**Provided passage**:
The Distributed SQL Blog

Thoughts on distributed databases, open source and cloud native

Announcing YugabyteDB 2.2 – Distributed SQL Made Easy

We are excited to announce the general availability of YugabyteDB 2.2! The highlight of this release is that YugabyteDB now supports fully-transactional distributed backups thus making mission-critical distributed SQL deployments operationally simple, even for the most demanding enterprise environments. This release also includes critical new features such as online index builds, colocated tables, and deferred constraints. The end result is that YugabyteDB continues to make distributed SQL easy. For those of you who are new to distributed SQL, YugabyteDB is a Google Spanner-inspired, cloud native distributed SQL database that is 100% open source. It puts a premium on high performance, data resilience, and geographic distribution while ensuring PostgreSQL wire compatibility.

In this post, we’ll share what’s new in 2.2, and a preview of upcoming features currently in beta.

Summary of New YugabyteDB 2.2 Features

Here’s a summary of the new generally available and beta features in our latest release. All features are described in detail later in this post.

Generally available in release 2.2:

In beta in release 2.2:

Also new and noteworthy since our last release:

YugabyteDB 2.2 Generally Available Features in Detail

Transactional Distributed Backups

Prior to this release, YugabyteDB backups came in two flavors: snapshot-based distributed backups that handled single-row transactions and full backups that backed up all committed data of a database. This meant the only way to handle backups with multi-row transactions (even the ones used internally for secondary indexes) was to use full backups. However, full backups are expensive from a resource consumption standpoint and also time intensive for large data sets. The snapshot-based distributed backup approach has now been enhanced to handle multi-row transactions. And this feature is available for both YCQL (in the context of a single table and its associated indexes) as well as YSQL (in the context of all tables and relations in a single SQL database).

**Dataset extract**:
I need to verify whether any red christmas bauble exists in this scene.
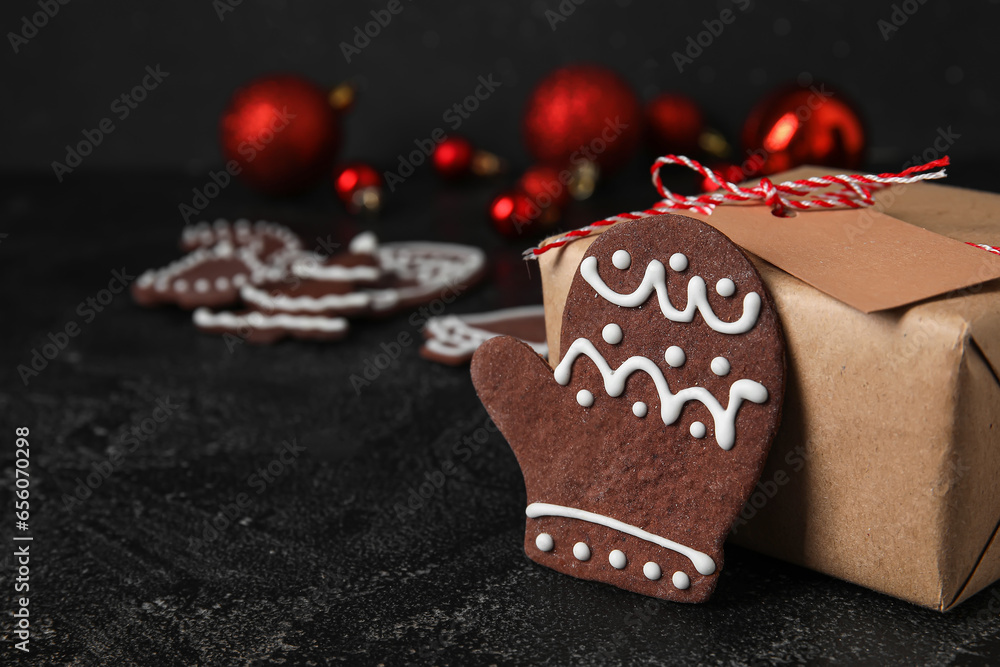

**Goals**:
**A.** Answer these from the YugabyteDB 2.2 announcement:
(i) Besides transactional distributed backups, which three critical new features does the release include?
(ii) Which database inspired YugabyteDB?
(iii) Before this release, what were the two flavors of YugabyteDB backups?
**B.** According to the YugabyteDB 2.2 announcement, why was it a drawback that full backups were the only way to back up data with multi-row transactions?

**Answers for the tasks**:
**A.**
(i) Online index builds, colocated tables, and deferred constraints.
(ii) Google Spanner.
(iii) Snapshot-based distributed backups that handled single-row transactions, and full backups that backed up all committed data of a database.

**B.** Full backups consume a lot of resources and take a long time for large data sets. Before 2.2, the snapshot-based approach handled only single-row transactions, so any data with multi-row transactions, including those used internally for secondary indexes, had to go through these costly full backups.